Reputation: 8117
I have a vector
set.seed(2)
x <- sample.int(20, 5)
[1] 4 14 11 3 16
Now, for every element I want to find
the element with the minimum distance (min(abs(x[i]-x[-i]))
for element i
), which here would be
[1] 3 16 14 4 14
the (first) index of the element with the minimum distance, which here would be
[1] 4 5 2 1 2
The point is that the element itself is not considered, but only all the other elements, which is why this R - Fastest way to find nearest value in vector is not the answer.
If the actual answer is out there, sorry - I didn't find it.
Upvotes: 4
Views: 531
Reputation: 269481
1) Rfast Using dista
in Rfast we get the indexes of the closest two. Take the second closest as the closest will be the same value.
library(Rfast)
x <- c(4, 14, 11, 3, 16) # input
x[ dista(x, x, k = 2, index = TRUE)[, 2] ]
## [1] 3 16 14 4 14
2) sqldf Using SQL we can left join DF to itself excluding the same value value and take the row with the minimum distance.
DF <- data.frame(x) # x is from (1)
sqldf("select a.x, b.x nearest, min(abs(a.x - b.x))
from DF a
left join DF b on a.x != b.x
group by a.rowid")[1:2]
giving:
x nearest
1 4 3
2 14 16
3 11 14
4 3 4
5 16 14
3) zoo Sort the input, take the value corresponding to the least difference on either of side of each element and order it back.

● **SUPPLIED ENTRIES**
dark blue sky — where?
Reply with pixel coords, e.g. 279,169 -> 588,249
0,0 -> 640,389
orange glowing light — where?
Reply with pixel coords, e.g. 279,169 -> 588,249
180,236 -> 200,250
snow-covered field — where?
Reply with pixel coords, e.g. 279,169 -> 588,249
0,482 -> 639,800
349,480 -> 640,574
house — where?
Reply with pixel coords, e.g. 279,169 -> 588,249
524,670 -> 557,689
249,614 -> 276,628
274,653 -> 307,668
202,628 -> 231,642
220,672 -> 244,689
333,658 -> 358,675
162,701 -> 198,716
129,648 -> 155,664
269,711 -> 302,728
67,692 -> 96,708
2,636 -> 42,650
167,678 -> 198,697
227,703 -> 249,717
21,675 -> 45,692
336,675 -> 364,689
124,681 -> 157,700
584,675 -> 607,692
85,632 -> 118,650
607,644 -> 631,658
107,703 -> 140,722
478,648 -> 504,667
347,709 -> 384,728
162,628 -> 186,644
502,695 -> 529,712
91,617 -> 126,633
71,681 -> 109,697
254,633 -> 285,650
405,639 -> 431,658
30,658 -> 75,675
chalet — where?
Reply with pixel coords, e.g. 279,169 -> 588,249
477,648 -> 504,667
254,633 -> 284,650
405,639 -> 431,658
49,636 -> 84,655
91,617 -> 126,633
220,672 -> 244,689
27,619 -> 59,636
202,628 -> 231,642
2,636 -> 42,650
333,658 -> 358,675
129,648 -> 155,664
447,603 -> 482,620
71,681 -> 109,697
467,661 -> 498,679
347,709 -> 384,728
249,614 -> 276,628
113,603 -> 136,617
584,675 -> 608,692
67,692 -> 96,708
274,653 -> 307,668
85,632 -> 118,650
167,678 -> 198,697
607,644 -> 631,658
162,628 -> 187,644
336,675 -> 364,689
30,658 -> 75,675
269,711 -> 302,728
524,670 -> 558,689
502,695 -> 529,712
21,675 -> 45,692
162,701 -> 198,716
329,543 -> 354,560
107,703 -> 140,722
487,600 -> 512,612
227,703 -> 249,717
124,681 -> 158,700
==
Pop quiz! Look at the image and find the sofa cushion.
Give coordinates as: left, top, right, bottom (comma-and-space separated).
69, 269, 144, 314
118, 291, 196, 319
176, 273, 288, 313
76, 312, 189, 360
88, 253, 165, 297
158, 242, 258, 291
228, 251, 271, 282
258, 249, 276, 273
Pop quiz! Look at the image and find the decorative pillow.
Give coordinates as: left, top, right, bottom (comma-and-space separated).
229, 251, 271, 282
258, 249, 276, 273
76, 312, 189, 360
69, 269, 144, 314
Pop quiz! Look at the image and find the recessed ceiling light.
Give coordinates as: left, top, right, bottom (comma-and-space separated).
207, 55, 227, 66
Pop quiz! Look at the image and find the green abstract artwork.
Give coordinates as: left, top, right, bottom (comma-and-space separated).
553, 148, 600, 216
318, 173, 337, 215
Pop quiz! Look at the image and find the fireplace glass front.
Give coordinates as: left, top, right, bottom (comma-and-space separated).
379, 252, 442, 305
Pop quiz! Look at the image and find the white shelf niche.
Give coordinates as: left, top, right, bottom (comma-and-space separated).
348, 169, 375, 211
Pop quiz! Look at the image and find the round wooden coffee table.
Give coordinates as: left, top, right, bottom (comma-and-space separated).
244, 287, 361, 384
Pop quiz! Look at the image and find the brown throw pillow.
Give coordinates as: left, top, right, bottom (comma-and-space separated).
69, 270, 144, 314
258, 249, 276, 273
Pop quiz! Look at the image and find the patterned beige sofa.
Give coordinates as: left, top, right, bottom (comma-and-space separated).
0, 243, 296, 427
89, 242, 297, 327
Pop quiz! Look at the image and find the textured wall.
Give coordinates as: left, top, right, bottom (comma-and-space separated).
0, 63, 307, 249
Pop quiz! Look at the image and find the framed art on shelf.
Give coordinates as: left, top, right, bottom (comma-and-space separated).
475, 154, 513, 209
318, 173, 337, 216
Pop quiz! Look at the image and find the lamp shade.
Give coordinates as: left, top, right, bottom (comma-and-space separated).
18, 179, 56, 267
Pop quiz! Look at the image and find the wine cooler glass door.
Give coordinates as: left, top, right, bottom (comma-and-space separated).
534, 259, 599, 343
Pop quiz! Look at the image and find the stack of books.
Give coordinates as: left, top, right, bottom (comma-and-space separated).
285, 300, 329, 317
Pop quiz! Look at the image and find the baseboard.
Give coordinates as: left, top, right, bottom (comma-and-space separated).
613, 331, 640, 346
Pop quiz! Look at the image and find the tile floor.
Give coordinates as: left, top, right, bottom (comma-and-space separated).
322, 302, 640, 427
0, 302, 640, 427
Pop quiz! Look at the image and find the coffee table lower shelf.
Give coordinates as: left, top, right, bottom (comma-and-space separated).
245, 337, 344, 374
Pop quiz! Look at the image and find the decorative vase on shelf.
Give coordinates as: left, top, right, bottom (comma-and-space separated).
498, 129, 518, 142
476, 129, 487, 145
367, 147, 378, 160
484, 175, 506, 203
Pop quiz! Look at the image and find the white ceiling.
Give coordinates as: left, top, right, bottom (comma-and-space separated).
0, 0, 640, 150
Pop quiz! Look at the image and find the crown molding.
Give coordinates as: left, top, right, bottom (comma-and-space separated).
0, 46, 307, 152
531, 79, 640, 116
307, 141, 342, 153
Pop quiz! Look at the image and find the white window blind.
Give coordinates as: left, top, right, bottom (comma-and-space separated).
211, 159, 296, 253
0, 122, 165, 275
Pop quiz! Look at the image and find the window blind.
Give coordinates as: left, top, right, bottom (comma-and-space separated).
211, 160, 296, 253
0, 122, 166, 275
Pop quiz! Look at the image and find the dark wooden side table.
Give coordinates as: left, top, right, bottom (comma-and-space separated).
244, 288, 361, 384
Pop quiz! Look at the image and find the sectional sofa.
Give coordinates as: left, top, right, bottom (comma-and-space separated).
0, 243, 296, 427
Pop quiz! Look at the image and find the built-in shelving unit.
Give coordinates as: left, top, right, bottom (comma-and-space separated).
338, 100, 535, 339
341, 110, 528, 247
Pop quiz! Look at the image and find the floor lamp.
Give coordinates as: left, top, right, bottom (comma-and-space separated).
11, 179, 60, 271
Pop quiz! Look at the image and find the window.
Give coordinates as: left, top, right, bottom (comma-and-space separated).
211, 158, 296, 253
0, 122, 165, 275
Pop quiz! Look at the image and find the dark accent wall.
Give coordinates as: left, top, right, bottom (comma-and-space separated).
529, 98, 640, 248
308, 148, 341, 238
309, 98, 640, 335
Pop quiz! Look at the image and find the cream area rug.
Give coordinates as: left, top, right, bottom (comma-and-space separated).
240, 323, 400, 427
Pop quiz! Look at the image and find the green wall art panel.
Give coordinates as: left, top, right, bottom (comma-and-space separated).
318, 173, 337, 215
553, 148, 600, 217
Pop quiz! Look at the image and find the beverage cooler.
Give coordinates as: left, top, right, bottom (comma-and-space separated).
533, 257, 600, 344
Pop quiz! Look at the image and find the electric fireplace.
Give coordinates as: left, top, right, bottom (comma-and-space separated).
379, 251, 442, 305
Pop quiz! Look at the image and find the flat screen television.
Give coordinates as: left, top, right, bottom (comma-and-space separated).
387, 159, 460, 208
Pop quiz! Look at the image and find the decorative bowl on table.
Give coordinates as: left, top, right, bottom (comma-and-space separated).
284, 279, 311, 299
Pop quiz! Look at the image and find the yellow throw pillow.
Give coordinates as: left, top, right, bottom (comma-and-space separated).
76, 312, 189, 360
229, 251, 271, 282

● **SHORT EXERCISE**
Continue the forum thread on finding the nearest other value for each element of an R vector, picking up right after its last sentence.

● **EXPECTED OUTPUT**
library(zoo)
ix <- order(x)
least <- function(x) if (x[2] - x[1] < x[3] - x[2]) x[1] else x[3]
rollapply(c(-Inf, x[ix], Inf), 3, least)[order(ix)]
## [1] 3 16 14 4 14
4) Base R Using ix
and least
from (3) we can mimic (3) using only base functions as follows.
apply(embed(c(-Inf, x[ix], Inf), 3)[, 3:1], 1, least)[order(ix)]
## [1] 3 16 14 4 14
4a) This slightly shorter variation would also work:
-apply(embed(-c(-Inf, x[ix], Inf), 3), 1, least)[order(ix)]
## [1] 3 16 14 4 14
4b) Simplifying further we have the following base solution where, again, ix
is from (3):
xx <- x[ix]
x1 <- c(-Inf, xx[-length(xx)])
x2 <- c(xx[-1], Inf)
ifelse(xx - x1 < x2 - xx, x1, x2)[order(ix)]
## [1] 3 16 14 4 14
The example in the question had no duplicates but if there were duplicates there is some question regarding the problem definition. For example if we had c(1, 3, 4, 1)
then if we look at the first value, 1, there is another value exactly equal to it so the closest value is 1. Another interpretation is that the closest value not equal to 1 should be returned which in this case is 3. In the codes above the sqldf
solution gives the closest value not equal to the current value whereas the others give the closest value among the remaining values.
If we wanted the interpretation of the closest not equal for those other than sqldf
then we could use rle
after ordering to compress it down to unique values and then use inverse.rle
afterwards as shown on the modified 4b:
x <- c(1, 3, 4, 1)
ix <- order(x)
r <- rle(x[ix])
xx <- r$values
x1 <- c(-Inf, xx[-length(xx)])
x2 <- c(xx[-1], Inf)
r$values <- ifelse(xx - x1 < x2 - xx, x1, x2)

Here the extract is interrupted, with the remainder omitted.